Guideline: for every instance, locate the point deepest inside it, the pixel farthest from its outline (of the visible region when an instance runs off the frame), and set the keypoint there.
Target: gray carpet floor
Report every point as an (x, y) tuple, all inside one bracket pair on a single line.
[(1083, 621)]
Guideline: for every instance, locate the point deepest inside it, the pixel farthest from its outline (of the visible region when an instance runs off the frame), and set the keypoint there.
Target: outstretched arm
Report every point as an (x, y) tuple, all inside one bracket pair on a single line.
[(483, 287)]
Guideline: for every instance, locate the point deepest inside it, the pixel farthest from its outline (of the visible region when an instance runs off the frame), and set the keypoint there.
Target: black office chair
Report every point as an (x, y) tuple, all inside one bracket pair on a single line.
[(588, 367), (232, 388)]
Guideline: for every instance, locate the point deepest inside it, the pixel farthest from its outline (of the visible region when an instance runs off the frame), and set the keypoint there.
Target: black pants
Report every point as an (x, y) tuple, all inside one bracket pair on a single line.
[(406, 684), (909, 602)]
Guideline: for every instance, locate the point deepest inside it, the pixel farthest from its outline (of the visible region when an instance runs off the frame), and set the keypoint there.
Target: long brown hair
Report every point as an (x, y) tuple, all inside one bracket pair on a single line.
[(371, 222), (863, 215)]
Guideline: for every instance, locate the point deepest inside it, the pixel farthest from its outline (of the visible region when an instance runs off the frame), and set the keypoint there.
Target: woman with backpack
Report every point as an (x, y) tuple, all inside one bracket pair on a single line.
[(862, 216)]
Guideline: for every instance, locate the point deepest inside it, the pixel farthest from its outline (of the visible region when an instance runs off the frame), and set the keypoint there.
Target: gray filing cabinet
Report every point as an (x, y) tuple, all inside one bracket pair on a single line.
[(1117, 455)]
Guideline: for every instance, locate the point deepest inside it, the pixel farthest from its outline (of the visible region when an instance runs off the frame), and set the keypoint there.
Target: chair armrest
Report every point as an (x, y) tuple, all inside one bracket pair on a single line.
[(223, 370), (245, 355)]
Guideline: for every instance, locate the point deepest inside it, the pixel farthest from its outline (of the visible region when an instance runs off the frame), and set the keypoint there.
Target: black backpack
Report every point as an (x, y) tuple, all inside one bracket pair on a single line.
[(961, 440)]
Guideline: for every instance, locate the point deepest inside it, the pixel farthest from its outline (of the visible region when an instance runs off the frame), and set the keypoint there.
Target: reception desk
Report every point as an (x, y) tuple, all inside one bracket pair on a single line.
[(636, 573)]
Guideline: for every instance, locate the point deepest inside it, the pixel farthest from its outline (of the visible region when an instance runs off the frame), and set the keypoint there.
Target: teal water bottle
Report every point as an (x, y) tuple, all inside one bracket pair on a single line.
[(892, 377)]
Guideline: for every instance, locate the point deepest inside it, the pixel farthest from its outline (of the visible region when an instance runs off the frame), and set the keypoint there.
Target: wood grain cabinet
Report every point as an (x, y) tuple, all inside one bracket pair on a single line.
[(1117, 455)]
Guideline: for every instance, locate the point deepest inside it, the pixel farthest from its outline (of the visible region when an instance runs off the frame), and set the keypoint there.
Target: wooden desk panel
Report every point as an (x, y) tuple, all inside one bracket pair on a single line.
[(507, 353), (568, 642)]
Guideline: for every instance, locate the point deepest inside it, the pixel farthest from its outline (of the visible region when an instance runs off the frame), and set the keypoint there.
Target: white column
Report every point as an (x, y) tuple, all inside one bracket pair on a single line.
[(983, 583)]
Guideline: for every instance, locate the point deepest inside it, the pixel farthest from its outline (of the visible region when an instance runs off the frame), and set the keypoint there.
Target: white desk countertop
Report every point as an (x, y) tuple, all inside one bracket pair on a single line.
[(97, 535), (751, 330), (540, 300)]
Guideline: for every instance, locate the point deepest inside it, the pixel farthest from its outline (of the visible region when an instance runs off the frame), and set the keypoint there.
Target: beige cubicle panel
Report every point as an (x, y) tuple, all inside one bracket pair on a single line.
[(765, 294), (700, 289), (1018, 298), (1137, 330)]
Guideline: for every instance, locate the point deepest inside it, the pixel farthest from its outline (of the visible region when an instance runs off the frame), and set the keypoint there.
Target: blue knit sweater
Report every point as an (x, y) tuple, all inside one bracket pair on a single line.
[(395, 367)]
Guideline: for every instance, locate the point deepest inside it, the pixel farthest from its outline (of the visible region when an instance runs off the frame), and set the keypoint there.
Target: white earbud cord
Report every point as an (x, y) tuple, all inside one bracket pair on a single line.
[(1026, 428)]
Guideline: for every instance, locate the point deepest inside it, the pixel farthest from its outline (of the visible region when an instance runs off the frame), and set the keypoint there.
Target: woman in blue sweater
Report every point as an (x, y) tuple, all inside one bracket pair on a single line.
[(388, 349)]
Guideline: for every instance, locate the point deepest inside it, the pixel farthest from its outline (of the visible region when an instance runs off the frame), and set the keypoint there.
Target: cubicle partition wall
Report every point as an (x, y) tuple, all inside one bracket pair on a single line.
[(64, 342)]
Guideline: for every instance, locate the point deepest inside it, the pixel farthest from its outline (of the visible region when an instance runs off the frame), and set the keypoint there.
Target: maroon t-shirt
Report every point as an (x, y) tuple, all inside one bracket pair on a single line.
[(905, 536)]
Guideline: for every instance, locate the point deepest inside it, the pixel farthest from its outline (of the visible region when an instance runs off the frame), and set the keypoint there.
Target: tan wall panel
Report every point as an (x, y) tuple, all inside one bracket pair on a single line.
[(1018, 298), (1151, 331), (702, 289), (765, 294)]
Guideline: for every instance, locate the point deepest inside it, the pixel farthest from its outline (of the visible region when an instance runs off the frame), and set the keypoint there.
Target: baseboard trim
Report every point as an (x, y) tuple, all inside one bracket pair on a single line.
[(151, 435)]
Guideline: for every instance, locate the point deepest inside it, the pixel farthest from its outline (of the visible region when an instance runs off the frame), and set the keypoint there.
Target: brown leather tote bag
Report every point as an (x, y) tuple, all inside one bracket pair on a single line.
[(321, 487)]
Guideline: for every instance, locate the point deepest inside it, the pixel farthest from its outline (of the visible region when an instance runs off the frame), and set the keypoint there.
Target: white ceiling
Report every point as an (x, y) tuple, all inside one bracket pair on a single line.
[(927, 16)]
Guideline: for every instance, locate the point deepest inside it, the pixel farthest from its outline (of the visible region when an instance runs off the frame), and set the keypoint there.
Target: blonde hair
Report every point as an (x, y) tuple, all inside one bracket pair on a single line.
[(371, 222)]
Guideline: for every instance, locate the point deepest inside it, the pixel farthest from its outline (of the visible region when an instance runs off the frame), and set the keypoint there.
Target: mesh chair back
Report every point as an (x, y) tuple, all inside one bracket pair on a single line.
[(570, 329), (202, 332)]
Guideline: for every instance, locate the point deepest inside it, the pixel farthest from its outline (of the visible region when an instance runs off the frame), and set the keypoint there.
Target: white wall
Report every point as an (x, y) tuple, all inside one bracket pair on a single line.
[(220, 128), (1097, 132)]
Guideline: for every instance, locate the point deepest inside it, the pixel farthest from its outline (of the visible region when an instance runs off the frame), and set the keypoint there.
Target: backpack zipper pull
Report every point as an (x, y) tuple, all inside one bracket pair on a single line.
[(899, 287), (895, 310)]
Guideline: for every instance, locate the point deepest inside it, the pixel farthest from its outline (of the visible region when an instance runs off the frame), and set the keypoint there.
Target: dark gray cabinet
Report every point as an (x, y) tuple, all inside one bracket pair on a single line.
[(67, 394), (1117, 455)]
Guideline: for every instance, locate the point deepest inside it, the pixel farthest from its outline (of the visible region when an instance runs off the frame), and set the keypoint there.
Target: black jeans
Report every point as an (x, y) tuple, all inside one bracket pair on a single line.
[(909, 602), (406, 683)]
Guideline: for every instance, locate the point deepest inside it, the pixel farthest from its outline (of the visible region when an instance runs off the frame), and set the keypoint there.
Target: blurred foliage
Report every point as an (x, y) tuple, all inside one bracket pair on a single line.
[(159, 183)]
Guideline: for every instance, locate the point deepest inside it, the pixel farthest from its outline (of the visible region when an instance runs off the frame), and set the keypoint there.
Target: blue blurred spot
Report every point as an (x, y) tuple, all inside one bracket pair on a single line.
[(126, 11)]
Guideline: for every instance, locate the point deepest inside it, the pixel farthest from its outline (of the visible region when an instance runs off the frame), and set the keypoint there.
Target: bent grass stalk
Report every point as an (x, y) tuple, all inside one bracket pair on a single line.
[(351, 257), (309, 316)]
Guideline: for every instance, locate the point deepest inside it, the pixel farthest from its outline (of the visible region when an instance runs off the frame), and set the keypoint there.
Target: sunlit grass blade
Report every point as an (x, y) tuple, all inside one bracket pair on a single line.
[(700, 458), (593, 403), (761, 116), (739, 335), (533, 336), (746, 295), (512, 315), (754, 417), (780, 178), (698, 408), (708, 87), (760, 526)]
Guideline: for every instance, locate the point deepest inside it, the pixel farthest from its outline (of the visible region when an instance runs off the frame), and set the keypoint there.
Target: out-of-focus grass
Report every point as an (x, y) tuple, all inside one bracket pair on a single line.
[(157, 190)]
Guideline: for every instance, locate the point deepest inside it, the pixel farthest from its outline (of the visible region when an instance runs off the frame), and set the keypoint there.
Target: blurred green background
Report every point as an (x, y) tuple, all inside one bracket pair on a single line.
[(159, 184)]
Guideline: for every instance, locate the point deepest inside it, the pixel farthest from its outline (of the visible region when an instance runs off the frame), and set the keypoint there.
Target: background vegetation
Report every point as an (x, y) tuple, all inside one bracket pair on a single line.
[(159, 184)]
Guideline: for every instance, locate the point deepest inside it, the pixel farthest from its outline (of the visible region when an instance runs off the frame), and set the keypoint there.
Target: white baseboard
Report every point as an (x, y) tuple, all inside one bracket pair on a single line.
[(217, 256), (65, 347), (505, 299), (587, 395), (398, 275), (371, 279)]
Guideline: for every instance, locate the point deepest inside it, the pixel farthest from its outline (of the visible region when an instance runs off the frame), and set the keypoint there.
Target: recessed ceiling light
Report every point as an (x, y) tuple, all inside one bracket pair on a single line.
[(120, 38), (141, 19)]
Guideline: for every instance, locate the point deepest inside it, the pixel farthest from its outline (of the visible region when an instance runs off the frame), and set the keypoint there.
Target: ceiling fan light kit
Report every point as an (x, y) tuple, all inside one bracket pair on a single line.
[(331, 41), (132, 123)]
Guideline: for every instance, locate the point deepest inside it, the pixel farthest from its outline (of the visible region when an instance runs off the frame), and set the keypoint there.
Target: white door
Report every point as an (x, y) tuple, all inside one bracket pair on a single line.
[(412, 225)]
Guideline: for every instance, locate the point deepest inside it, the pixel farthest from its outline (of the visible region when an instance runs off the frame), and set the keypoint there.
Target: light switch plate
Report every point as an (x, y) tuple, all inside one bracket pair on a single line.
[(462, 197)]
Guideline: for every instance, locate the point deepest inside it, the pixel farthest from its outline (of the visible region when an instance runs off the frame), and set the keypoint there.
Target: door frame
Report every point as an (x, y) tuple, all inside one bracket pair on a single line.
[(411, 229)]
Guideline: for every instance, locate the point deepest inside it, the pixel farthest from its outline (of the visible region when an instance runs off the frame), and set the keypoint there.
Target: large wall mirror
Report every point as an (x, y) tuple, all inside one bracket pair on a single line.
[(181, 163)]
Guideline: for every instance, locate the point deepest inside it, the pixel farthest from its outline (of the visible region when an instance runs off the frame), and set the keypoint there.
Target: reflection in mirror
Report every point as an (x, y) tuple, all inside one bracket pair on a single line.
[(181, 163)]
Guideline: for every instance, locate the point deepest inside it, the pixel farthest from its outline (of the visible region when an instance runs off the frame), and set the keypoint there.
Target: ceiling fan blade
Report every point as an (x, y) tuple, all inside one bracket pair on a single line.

────────────────────

• PROBLEM TO WORK ON:
Rewrite the lines of the data above as a JSON list of strings, one string per line with blank lines left out, beginning at the first line of the data and stopping after the line that contains "[(483, 287)]".

• SOLUTION:
[
  "Guideline: for every instance, locate the point deepest inside it, the pixel farthest from its outline (of the visible region when an instance runs off the frame), and set the keypoint there.",
  "Target: gray carpet floor",
  "Report every point as an (x, y) tuple, all inside one bracket pair on a single line.",
  "[(1083, 621)]",
  "Guideline: for every instance, locate the point deepest inside it, the pixel farthest from its outline (of the visible region when an instance runs off the frame), and set the keypoint there.",
  "Target: outstretched arm",
  "Report every point as an (x, y) tuple, all inside one bracket pair on a single line.",
  "[(483, 287)]"
]